## Work required
An exact copy of the records is required, minus the pictures they hold.

====== The input ======

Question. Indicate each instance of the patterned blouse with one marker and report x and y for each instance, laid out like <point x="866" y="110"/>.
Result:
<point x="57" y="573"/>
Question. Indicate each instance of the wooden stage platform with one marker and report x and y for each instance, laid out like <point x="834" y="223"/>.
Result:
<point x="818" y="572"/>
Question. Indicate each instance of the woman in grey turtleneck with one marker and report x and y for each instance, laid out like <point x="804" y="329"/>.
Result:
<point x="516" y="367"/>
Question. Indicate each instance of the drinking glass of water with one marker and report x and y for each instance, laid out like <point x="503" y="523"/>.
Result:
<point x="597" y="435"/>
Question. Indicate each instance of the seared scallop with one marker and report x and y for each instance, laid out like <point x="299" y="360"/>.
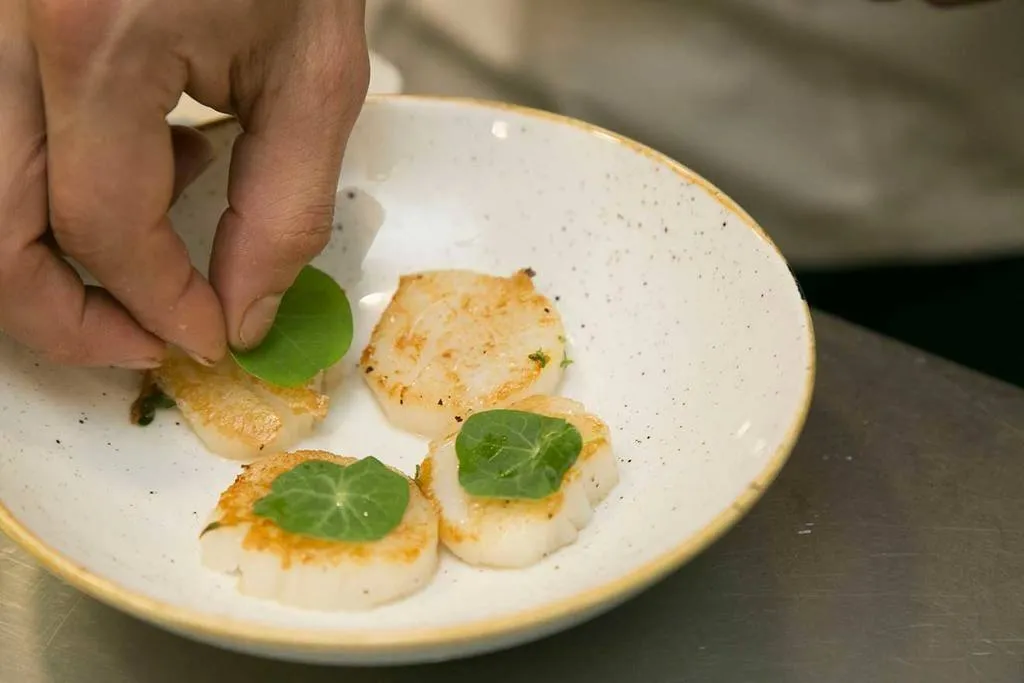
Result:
<point x="237" y="415"/>
<point x="454" y="342"/>
<point x="517" y="532"/>
<point x="314" y="572"/>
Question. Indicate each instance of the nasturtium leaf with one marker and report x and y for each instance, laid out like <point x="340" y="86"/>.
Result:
<point x="514" y="454"/>
<point x="356" y="503"/>
<point x="312" y="331"/>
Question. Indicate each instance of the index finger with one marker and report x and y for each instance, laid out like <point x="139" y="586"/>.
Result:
<point x="284" y="177"/>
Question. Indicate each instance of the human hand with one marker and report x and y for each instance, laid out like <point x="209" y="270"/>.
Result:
<point x="88" y="162"/>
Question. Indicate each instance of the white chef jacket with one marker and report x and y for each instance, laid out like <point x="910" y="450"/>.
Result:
<point x="853" y="130"/>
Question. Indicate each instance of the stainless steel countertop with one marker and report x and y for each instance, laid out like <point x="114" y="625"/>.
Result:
<point x="891" y="548"/>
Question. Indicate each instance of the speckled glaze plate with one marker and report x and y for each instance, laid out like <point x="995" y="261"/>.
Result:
<point x="689" y="336"/>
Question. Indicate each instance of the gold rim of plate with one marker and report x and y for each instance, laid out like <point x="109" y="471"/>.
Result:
<point x="585" y="602"/>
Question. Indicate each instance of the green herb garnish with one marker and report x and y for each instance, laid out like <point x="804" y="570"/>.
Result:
<point x="312" y="331"/>
<point x="357" y="503"/>
<point x="143" y="410"/>
<point x="540" y="357"/>
<point x="513" y="454"/>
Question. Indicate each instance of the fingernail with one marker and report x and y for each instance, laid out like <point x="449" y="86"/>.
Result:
<point x="141" y="364"/>
<point x="257" y="321"/>
<point x="202" y="359"/>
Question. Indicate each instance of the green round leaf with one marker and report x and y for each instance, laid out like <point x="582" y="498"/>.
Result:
<point x="312" y="331"/>
<point x="513" y="454"/>
<point x="357" y="503"/>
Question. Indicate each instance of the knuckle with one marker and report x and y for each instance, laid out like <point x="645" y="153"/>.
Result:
<point x="306" y="236"/>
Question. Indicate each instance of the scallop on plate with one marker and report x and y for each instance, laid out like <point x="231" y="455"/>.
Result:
<point x="576" y="364"/>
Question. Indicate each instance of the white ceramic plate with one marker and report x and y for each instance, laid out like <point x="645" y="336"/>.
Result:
<point x="689" y="335"/>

======

## Task answer
Question. Indicate each instance of the patterned blouse with one marker and report x and y for each instance, laid out like <point x="866" y="110"/>.
Result:
<point x="57" y="573"/>
Question. Indicate each instance of the wooden stage platform with one marker and report x and y for each instance, laid out like <point x="834" y="223"/>.
Result:
<point x="818" y="572"/>
Question. Indicate each instance of the woman in grey turtleneck with one marker and report x and y for each instance, laid out like <point x="804" y="329"/>.
Result:
<point x="516" y="367"/>
Question. Indicate each instance of the drinking glass of water with one marker and report x and y for each instance, laid out like <point x="503" y="523"/>.
Result:
<point x="597" y="435"/>
Question. Indicate each instance of the seared scallop with one marker and report x and y for each instance, laid out like <point x="299" y="360"/>.
Result:
<point x="237" y="415"/>
<point x="454" y="342"/>
<point x="517" y="532"/>
<point x="314" y="572"/>
Question. Indicate each instance of the nasturtium leaf with one marker and report x and y for each instance, laid out like <point x="340" y="86"/>.
Result:
<point x="514" y="454"/>
<point x="356" y="503"/>
<point x="312" y="331"/>
Question. Indicate each instance of the index finger with one marker and report x and y for each instance, laid out like <point x="139" y="586"/>.
Result:
<point x="284" y="177"/>
Question. Indicate each instance of the human hand with one marker and report x and y for each instance, laid out like <point x="209" y="270"/>.
Result:
<point x="88" y="162"/>
Question. Indicate each instance of the white chef jacket with one marker and report x and y for each instance, laid out like <point x="910" y="450"/>.
Result:
<point x="853" y="130"/>
Question. Indicate each instance of the stainless steel countertop with one marker and report x and y for each instance, laid out like <point x="114" y="625"/>.
Result:
<point x="891" y="548"/>
Question. Indicate each instance of the speckled glaze plate with one marker and report x and y for each instance, laid out like <point x="995" y="261"/>.
Result:
<point x="689" y="336"/>
Question. Indicate each instance of the gold rim of plate with one marker and report x and y for each instance, laid out like <point x="109" y="471"/>.
Result:
<point x="585" y="602"/>
Question. Indicate each instance of the green herb garnish with one marker and report x and y for each instance, laid out like <point x="804" y="570"/>.
Result:
<point x="312" y="331"/>
<point x="357" y="503"/>
<point x="143" y="410"/>
<point x="540" y="357"/>
<point x="513" y="454"/>
Question. Indicate each instance of the fingernail with one marker and report x and y for each instance, laid out like <point x="449" y="86"/>.
Result:
<point x="141" y="364"/>
<point x="257" y="321"/>
<point x="202" y="359"/>
Question. Indicate each instance of the green round leaf with one marker and report x and y for each instance, laid out like <point x="582" y="498"/>.
Result:
<point x="312" y="331"/>
<point x="513" y="454"/>
<point x="357" y="503"/>
Question. Indicate each instance of the knuckle with one marker and report x and y for each instance, laid out like <point x="645" y="153"/>.
Result:
<point x="306" y="236"/>
Question. Indicate each instance of the scallop on plate with one marker and report x and y for each instance, laid out like <point x="231" y="455"/>.
Result:
<point x="576" y="364"/>
Question. Indicate each instance of the white ceramic plate with one marker and report x and y for each instance, laid out like <point x="645" y="336"/>.
Result:
<point x="689" y="335"/>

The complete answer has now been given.